EXERCISE REQUIREMENTS — Below are some records; reproduce every one of them exactly.

Begin INPUT DATA

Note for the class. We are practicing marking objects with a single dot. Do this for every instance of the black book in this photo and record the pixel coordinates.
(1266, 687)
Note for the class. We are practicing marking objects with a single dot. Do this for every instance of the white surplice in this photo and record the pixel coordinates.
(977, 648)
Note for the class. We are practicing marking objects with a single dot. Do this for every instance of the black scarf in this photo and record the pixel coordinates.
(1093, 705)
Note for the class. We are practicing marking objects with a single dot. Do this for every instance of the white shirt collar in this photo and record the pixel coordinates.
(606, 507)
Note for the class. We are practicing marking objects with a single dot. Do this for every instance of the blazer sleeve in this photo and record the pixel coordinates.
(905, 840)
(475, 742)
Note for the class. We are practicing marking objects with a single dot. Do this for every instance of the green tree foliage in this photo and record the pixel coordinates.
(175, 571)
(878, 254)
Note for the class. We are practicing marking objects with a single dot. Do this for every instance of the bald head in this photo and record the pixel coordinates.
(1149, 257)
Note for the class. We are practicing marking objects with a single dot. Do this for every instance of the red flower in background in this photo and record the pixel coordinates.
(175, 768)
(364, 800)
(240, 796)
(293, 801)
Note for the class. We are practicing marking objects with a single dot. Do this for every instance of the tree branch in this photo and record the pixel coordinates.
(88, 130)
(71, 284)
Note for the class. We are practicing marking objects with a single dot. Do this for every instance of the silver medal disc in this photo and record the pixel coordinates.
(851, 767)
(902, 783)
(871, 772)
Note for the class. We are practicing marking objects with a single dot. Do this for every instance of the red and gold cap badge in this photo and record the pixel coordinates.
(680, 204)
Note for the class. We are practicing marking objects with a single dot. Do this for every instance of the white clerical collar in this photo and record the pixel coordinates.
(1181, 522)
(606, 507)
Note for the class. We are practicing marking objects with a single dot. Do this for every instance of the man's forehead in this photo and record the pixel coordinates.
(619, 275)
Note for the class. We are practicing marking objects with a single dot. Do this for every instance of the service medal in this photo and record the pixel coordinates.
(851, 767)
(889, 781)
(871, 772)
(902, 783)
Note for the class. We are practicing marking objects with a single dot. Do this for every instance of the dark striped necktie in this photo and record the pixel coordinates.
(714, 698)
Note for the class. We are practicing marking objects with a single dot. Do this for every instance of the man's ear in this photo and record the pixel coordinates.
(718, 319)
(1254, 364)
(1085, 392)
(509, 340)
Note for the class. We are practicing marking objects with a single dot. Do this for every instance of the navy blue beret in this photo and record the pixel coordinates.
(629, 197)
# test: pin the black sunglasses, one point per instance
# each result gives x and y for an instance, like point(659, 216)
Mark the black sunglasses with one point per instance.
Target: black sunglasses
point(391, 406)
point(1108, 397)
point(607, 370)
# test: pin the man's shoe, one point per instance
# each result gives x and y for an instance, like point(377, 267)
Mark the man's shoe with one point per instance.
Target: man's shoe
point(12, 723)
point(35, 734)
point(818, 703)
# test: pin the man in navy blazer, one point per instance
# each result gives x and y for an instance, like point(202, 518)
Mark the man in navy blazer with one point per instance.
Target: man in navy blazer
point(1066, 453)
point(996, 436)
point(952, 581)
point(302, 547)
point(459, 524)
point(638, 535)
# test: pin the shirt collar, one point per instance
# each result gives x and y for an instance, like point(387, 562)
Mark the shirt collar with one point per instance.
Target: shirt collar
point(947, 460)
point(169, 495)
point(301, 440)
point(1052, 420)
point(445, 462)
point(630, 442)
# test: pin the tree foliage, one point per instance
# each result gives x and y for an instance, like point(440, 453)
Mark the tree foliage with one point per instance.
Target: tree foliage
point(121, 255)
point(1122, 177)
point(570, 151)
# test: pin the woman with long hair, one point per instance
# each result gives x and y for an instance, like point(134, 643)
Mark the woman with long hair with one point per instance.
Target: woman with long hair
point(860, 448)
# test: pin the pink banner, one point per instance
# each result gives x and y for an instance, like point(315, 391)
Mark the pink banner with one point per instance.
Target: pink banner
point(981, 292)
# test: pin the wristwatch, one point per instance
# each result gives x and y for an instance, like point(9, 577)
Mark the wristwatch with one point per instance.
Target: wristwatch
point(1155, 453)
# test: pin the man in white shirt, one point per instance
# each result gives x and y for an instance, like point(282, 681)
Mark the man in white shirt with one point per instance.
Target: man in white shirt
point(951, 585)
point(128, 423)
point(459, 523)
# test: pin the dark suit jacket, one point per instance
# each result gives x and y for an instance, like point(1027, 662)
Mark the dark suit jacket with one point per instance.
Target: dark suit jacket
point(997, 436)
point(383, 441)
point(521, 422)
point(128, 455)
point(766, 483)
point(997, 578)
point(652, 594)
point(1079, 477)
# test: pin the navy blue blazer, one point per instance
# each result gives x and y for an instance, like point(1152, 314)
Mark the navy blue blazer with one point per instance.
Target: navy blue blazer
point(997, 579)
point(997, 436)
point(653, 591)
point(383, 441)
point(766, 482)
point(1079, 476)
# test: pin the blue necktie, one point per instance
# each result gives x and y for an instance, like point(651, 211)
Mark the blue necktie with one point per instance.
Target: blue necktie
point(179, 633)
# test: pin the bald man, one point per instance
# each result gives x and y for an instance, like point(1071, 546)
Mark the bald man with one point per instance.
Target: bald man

End INPUT DATA

REPLY —
Note for the class. We are practicing marking objects with a single dot. Do this for every instance of the black book in this photo and record the pixel coordinates.
(1266, 687)
Note for the class. We are practicing marking objects with a single dot. Do this for every instance of the white surplice in this photo and record the pixel coordinates.
(977, 648)
Note for the class. We are practicing marking objects with a single dot. Do this for every instance of the black scarf in this photo and record the pixel coordinates.
(1093, 705)
Note for the class. We are practicing marking objects with a single dot. Do this for every instance of the white shirt collar in this photo and record the pixel coordinates.
(606, 507)
Note for the class. We are practicing marking objects with a single dot. Do this for every instance of the blazer sleeve in this photo and record the pixel coordinates.
(905, 840)
(475, 742)
Note for the class. We are practicing marking objects with a single dot. Do this for every instance of the green tree foliage in this photo and record the pixel coordinates.
(175, 571)
(878, 254)
Note for the class. We are practicing marking objects with a single dot. Do this for every instance of the bald head in this photo and record the pixel coordinates.
(1149, 257)
Note for the class. We are practicing marking objects with a single dot. Do this for every instance of the red flower in background in this photo and record the pixel coordinates.
(175, 768)
(364, 800)
(240, 796)
(293, 801)
Note for the class. We are practicing marking objects with a single dot. Do this for every instance of the tree branch in this photo and record the pixel coordinates.
(88, 130)
(71, 284)
Note for the class. We are practicing marking objects with a single dot. Do this for every instance of the silver medal disc in this photo and record the pixel coordinates.
(851, 767)
(902, 783)
(871, 772)
Note for the class. We are practicing marking objects with a single dot. Do this for every instance of the red and gold cap badge in this photo and record the pixel coordinates.
(680, 204)
Note for the class. We are practicing marking objects with a single dot. Do this for every instance of the white clerical collar in this photo and record the pixel coordinates.
(1181, 522)
(606, 507)
Note for the class. We are practicing marking objects with a single dot. Do this for every instance of the man's forehead in this photo and record the pixel coordinates.
(619, 275)
Note for the class. We are practicing marking objects with a single dot. Do this for every instance of the service medal in this photo and record the pixel coordinates.
(851, 767)
(889, 781)
(871, 772)
(902, 783)
Note for the class. We are practicing marking objects with a single dot. Do this for every instance of the dark striped necktie in this photo and record the pixel coordinates.
(714, 698)
Note for the class. We are practicing marking objects with a single dot. Do this for every instance of the man's ear in this photo and record the pixel coordinates.
(718, 319)
(1254, 364)
(1085, 392)
(509, 340)
Note for the class. We are practicing marking objects with a single dot. Do this for every instance of the navy blue beret in this photo and record the pixel coordinates.
(629, 197)
# test: pin the black sunglasses, one point per instance
# each result gives x and y for an instance, like point(659, 216)
Mark the black sunglasses with one point per instance.
Target: black sunglasses
point(391, 406)
point(1108, 397)
point(607, 370)
# test: pin the man's shoe, one point per instance
# each result gives x and y for an instance, like point(377, 267)
Mark the man's shoe with one point per instance.
Target: man's shoe
point(12, 723)
point(35, 734)
point(818, 703)
# test: pin the man in navy blazer, one point per instance
# each result gives x and y for an instance, like point(202, 518)
Mark the man in navy blazer with one point per instance.
Target: man in navy blazer
point(1066, 453)
point(996, 436)
point(952, 581)
point(302, 547)
point(459, 524)
point(638, 535)
# test: pin the shirt collar, one point per instance
# each result gives x and y for an instance, like point(387, 562)
Mark the shirt collar with one point per instance.
Target: shirt collar
point(947, 460)
point(169, 495)
point(301, 440)
point(1052, 420)
point(445, 462)
point(630, 442)
# test: pin the tree foliage, one point per instance
# each result gives x and y for an instance, like point(440, 453)
Mark the tree foliage with one point per instance.
Target: tree foliage
point(121, 255)
point(1122, 177)
point(570, 151)
# test: pin the woman with long hair, one point per instance
# each result gives x and y for an instance, like point(134, 643)
Mark the woman with long hair with one point per instance.
Target: woman with long hair
point(860, 448)
# test: pin the pink banner, one point per instance
# each result gives x and y for an instance, like point(315, 391)
Mark the pink banner with one point per instance.
Target: pink banner
point(981, 292)
# test: pin the wristwatch, one point per instance
# each result gives x and y for an instance, like point(9, 577)
Mark the wristwatch with one point per instance.
Target: wristwatch
point(1155, 453)
# test: pin the man in white shirt, one point per instance
# each result gives x and y for an instance, like point(282, 681)
Mark the man in white shirt with one point per instance.
Target: man in white shirt
point(951, 585)
point(128, 423)
point(459, 523)
# test: pin the dark suit jacket, one point per instance
# each result gives x and y for an instance, like point(1027, 662)
Mark the dark suit jacket with one point per instance.
Target: dark suit jacket
point(997, 436)
point(383, 441)
point(521, 422)
point(128, 455)
point(766, 483)
point(997, 578)
point(652, 594)
point(1079, 477)
# test: pin the navy blue blazer, one point per instance
# each result gives x and y for an instance, like point(1152, 314)
Mark the navy blue blazer with one point per instance.
Target: navy blue blazer
point(997, 579)
point(997, 436)
point(653, 591)
point(383, 441)
point(766, 482)
point(1079, 476)
# test: pin the blue necktie, one point per instance
# each result gives x and y for an instance, like point(651, 211)
Mark the blue necktie with one point per instance.
Target: blue necktie
point(179, 633)
# test: pin the bald man, one point per instance
# each result gives x and y for an instance, like point(1071, 546)
Mark the bald man with one point per instance.
Target: bald man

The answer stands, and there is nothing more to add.